═════ ARTICLE

# Two soldier’s, one sailor



## John A Silkstone (Mar 19, 2009)

REAL IRA ARE 'COWARDS' SAY FAMILY OF MURDERED BRITISH SOLDIER 

The family of a British soldier murdered by dissident republicans in Northern Ireland described his killers as "cowards" as they laid him to rest. 

Sapper Mark Quinsey, 23, was gunned down as he took delivery of pizzas in front of the main gates of his barracks hours before he was due to fly to fight on the front line in Afghanistan.

Another soldier, Sapper Patrick Azimkar, 21, was also killed in a hail of 60 bullets outside the Massereene Barracks in Antrim on March 7. Both were unarmed.

The Real IRA claimed responsibility for the attack in which two other soldiers, and two pizza deliverymen, were also seriously injured.

Hundreds of people packed Immanuel Church in Highters Heath, Birmingham for Sapper Quinsey's funeral.

His coffin, draped in the Union flag and bedecked by his regimental cap, was followed by his parents Pamela and Bill Quinsey, and his tearful sister Jaime, 25. She told the funeral "It breaks my heart to think that I will never see you again. What's happened to you is just so hard for me to understand. "You were the most caring, respectable young lad I knew. You did not deserve what those cowards did to you. You will always remain in our hearts. I will always love you."

══════════
═════ ITEMS

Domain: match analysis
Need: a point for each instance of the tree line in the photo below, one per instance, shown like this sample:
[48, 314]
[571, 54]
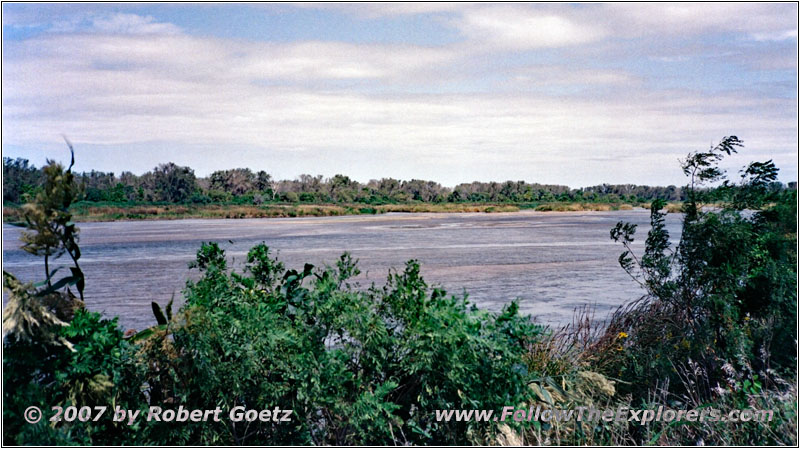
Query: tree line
[171, 183]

══════════

→ **WHAT IS ASKED**:
1. In the forum post about the Massereene Barracks shooting, where was Sapper Quinsey's funeral held?
2. Continue the forum post about the Massereene Barracks shooting from the point where it stops.

→ **RESULTS**:
1. Immanuel Church in Highters Heath, Birmingham.

2.
Lieutenant Colonel Roger Lewis, Commanding Officer of 38 Engineer Regiment, read a statement on behalf of the murdered soldier's parents. They said: "We couldn't have been more proud of Mark joining the Army. He was looking forward to going to Afghanistan. He wanted to prove what he was made of.

"He has been cheated of the opportunity to serve his country, which is what he so desperately wanted to do. "We have 23 years of wonderful memories with Mark but we will miss him every day of the rest of our lives."

Poland is to decorate Sapper Marc Fitzpatrick, 21, one of the British soldiers who survived the attack.

He risked his own life to save one of the pizza delivery man, a Pole who has only been named as Marcin at the request of his family.

As the gunmen opened fire with automatic weapons Sapper Fitzpatrick pushed the Pole into the foot-well of his delivery car. The soldier was shot in the chest and wrist during the assault.

Aleksander Szczyglo, head of Poland's National Security Office, said: "He showed great courage and saved the life of one our countrymen. He deserves to be honoured by Poland."
Sapper Fitzpatrick will be invited to Poland to receive a medal, likely to be Order of the Polish Republic, from President Lech Kaczynski. 




MOTHER OF SUBMARINER TELLS OF HER 'MENTAL TORTURE' OVER DEAD SON 

The mother of a Royal Navy seaman killed when an oxygen generator exploded on board a nuclear submarine told an inquest of the "mental torture" she has endured since her son's death. 

Operator mechanic Anthony Huntrod, 20, from Sunderland, died from multiple injuries while leading mechanic operator Paul McCann, 32, from Halesowen, West Midlands, was poisoned to death by carbon monoxide when the 3.3lb (1.5kg) device blew up on board HMS Tireless in 2007.

Brenda Gooch, 47, the mother of OM Huntrod today told an inquest into his death that he had waited six days before she found out whether she would be able to bury her son, and a further six months before she learned of the full extent of his injuries.

"When I received the news on March 21 that my son had been killed I went into shock, this was then followed by disbelief," she said in a statement read to the coroner, Derek Winter.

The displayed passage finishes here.